▸ **Your goal**
Render every line of the records below as a JSON list of strings, with one string for each line and blank lines omitted.

▸ **Record set**
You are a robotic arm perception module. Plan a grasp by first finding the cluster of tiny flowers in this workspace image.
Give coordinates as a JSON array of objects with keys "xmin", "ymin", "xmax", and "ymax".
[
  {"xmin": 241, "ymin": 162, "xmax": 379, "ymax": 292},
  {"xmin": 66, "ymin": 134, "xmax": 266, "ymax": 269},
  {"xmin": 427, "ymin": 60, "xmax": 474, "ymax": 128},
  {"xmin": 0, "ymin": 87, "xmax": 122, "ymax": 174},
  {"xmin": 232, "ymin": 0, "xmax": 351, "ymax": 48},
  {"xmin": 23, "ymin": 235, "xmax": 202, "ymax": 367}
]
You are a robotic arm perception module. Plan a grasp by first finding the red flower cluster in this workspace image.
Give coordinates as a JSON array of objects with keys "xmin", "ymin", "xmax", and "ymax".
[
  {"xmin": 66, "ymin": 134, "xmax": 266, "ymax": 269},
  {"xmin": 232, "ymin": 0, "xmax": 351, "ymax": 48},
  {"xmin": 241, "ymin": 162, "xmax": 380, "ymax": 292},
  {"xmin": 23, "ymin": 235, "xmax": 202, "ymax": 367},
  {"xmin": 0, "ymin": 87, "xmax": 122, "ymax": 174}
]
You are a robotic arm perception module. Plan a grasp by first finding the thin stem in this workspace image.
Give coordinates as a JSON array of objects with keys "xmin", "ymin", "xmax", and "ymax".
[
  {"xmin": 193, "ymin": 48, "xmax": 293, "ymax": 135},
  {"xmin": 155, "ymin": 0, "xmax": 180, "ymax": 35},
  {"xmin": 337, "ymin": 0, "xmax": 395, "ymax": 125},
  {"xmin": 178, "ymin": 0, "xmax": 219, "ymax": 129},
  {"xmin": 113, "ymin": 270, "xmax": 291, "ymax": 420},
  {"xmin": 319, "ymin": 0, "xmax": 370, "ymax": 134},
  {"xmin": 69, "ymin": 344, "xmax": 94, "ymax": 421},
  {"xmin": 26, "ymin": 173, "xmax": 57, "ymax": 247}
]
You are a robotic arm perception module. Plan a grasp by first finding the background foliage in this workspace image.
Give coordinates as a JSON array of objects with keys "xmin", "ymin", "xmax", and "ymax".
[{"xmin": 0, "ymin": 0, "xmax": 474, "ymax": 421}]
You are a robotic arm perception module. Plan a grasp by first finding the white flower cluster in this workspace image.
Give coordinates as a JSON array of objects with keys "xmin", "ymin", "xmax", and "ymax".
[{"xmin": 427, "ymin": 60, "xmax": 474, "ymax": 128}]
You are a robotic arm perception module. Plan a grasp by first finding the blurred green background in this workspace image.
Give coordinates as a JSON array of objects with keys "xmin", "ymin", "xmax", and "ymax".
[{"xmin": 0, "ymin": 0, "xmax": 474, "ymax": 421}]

▸ **Solution for this problem**
[
  "You are a robotic arm perception module. Plan a grasp by first finding the cluster of tiny flowers in this workspace image.",
  "Give coordinates as a JSON array of objects with keys \"xmin\", \"ymin\", \"xmax\", and \"ymax\".",
  "[",
  "  {\"xmin\": 241, \"ymin\": 162, \"xmax\": 379, \"ymax\": 292},",
  "  {\"xmin\": 66, \"ymin\": 134, \"xmax\": 266, \"ymax\": 269},",
  "  {\"xmin\": 427, \"ymin\": 60, \"xmax\": 474, \"ymax\": 128},",
  "  {\"xmin\": 0, \"ymin\": 87, \"xmax\": 122, \"ymax\": 174},",
  "  {\"xmin\": 232, \"ymin\": 0, \"xmax\": 351, \"ymax\": 48},",
  "  {\"xmin\": 23, \"ymin\": 235, \"xmax\": 202, \"ymax\": 367}",
  "]",
  "You are a robotic arm perception module. Plan a grasp by first finding the red flower cluster in this workspace image.",
  "Give coordinates as a JSON array of objects with keys \"xmin\", \"ymin\", \"xmax\", and \"ymax\".",
  "[",
  "  {\"xmin\": 66, \"ymin\": 134, \"xmax\": 266, \"ymax\": 269},",
  "  {\"xmin\": 232, \"ymin\": 0, \"xmax\": 351, \"ymax\": 48},",
  "  {\"xmin\": 241, \"ymin\": 162, \"xmax\": 380, \"ymax\": 292},",
  "  {\"xmin\": 23, \"ymin\": 235, \"xmax\": 202, \"ymax\": 367},",
  "  {\"xmin\": 0, \"ymin\": 87, \"xmax\": 122, \"ymax\": 174}",
  "]",
  "You are a robotic arm perception module. Plan a grasp by first finding the thin stem in this workspace image.",
  "Give coordinates as a JSON array of objects with keys \"xmin\", \"ymin\", \"xmax\", and \"ymax\".",
  "[",
  "  {\"xmin\": 193, \"ymin\": 48, \"xmax\": 293, \"ymax\": 135},",
  "  {\"xmin\": 155, \"ymin\": 0, \"xmax\": 180, \"ymax\": 35},",
  "  {\"xmin\": 337, \"ymin\": 0, \"xmax\": 395, \"ymax\": 125},",
  "  {\"xmin\": 178, \"ymin\": 0, \"xmax\": 219, \"ymax\": 129},",
  "  {\"xmin\": 113, \"ymin\": 270, \"xmax\": 291, \"ymax\": 420},",
  "  {\"xmin\": 319, \"ymin\": 0, \"xmax\": 370, \"ymax\": 134},",
  "  {\"xmin\": 69, \"ymin\": 344, \"xmax\": 94, \"ymax\": 421},",
  "  {\"xmin\": 26, \"ymin\": 173, \"xmax\": 57, \"ymax\": 247}",
  "]",
  "You are a robotic arm perception module. Plan a grasp by first finding the background foliage in this workspace image.",
  "Give coordinates as a JSON array of objects with keys \"xmin\", \"ymin\", \"xmax\", and \"ymax\".",
  "[{\"xmin\": 0, \"ymin\": 0, \"xmax\": 474, \"ymax\": 421}]",
  "You are a robotic arm perception module. Plan a grasp by first finding the white flower cluster in this workspace image.",
  "Give coordinates as a JSON array of objects with keys \"xmin\", \"ymin\", \"xmax\", and \"ymax\".",
  "[{\"xmin\": 427, \"ymin\": 60, \"xmax\": 474, \"ymax\": 128}]",
  "You are a robotic arm perception module. Plan a grasp by first finding the blurred green background in this workspace image.",
  "Give coordinates as a JSON array of objects with keys \"xmin\", \"ymin\", \"xmax\", and \"ymax\".",
  "[{\"xmin\": 0, \"ymin\": 0, \"xmax\": 474, \"ymax\": 421}]"
]